- [The problem] Beginning with the line where "For every instance of the man's white beard" appears, repeat every remaining line of the entries exactly, the last line included.

- [Data to use]
● ● ● ● ● ● ●
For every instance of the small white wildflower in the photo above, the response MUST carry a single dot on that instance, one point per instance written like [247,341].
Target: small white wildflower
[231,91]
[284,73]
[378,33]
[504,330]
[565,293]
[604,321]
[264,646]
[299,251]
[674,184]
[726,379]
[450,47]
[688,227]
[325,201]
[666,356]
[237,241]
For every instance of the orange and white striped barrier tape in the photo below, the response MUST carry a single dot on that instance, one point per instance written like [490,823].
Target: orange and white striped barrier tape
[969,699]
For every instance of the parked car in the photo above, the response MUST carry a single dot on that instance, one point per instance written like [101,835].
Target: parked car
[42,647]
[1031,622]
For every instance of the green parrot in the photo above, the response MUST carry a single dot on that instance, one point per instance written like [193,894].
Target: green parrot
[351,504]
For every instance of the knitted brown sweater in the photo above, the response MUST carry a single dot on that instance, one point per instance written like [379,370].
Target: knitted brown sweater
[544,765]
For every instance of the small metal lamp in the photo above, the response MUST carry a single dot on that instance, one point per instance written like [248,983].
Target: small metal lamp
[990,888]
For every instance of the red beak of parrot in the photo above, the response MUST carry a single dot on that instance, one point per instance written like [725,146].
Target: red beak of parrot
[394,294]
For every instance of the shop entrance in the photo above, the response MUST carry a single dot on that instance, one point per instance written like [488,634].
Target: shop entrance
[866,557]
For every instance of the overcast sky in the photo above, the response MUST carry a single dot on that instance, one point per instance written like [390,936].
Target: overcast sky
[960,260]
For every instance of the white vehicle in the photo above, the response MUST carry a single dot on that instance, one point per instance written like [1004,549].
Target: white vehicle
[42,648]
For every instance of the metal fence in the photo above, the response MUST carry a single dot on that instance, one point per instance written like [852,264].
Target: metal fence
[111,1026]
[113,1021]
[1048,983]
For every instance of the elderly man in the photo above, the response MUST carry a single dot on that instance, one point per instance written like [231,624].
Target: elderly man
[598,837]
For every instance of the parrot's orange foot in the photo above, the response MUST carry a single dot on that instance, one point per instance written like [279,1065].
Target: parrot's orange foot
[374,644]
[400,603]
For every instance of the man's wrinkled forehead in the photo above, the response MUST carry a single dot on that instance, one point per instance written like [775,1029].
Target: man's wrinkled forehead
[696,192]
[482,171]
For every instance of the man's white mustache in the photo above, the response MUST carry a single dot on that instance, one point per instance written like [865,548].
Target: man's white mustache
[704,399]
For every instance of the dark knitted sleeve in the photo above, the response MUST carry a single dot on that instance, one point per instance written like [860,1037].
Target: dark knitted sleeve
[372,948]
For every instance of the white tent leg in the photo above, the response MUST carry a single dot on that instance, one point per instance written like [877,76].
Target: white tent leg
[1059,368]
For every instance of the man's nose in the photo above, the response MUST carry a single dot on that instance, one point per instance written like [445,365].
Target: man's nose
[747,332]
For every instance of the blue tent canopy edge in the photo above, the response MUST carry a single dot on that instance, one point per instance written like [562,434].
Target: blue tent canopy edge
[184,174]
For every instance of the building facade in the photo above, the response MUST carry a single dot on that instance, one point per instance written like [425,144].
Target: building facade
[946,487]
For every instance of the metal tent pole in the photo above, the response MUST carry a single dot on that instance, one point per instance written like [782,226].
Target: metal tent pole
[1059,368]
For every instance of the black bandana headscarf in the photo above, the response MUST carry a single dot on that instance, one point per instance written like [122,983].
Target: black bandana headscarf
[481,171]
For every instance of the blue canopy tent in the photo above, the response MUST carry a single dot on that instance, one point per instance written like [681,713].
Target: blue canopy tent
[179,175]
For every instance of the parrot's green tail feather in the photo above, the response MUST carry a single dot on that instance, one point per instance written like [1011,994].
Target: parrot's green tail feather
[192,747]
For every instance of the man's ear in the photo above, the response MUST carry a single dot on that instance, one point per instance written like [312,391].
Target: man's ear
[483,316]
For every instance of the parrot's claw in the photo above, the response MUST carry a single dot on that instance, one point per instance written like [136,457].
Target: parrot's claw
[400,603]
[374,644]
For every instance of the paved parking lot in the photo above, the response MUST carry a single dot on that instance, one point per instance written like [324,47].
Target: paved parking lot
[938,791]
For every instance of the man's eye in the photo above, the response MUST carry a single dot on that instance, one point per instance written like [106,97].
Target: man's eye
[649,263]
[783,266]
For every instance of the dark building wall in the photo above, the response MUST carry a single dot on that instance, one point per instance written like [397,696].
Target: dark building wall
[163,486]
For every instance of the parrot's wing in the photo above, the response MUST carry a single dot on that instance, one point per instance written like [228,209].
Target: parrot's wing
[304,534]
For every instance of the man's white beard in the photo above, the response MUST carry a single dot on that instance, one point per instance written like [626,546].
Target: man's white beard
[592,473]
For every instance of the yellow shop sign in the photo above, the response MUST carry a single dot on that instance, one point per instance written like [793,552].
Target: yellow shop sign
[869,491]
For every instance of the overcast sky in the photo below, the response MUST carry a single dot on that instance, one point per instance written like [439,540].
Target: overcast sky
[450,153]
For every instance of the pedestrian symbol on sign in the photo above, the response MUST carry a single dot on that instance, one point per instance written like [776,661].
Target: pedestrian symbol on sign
● ● ● ● ● ● ●
- [Task result]
For every instance of the man's white beard in the photo above, the response MUST carry a single dot on that instance, one point per instance written like [626,546].
Target: man's white beard
[592,473]
For every instance of the yellow shop sign in the photo above, the response MUST carry a single dot on that instance, one point per instance written like [793,552].
Target: yellow shop sign
[869,491]
For every instance of the overcast sky in the photo below, the response MUST carry a single dot on that instance, one point per instance written like [439,540].
Target: overcast sky
[450,153]
For every instance of the pedestrian symbol on sign in the photo above, the response MUST carry a single dot on that instance, one point per instance written like [776,661].
Target: pedestrian symbol on sign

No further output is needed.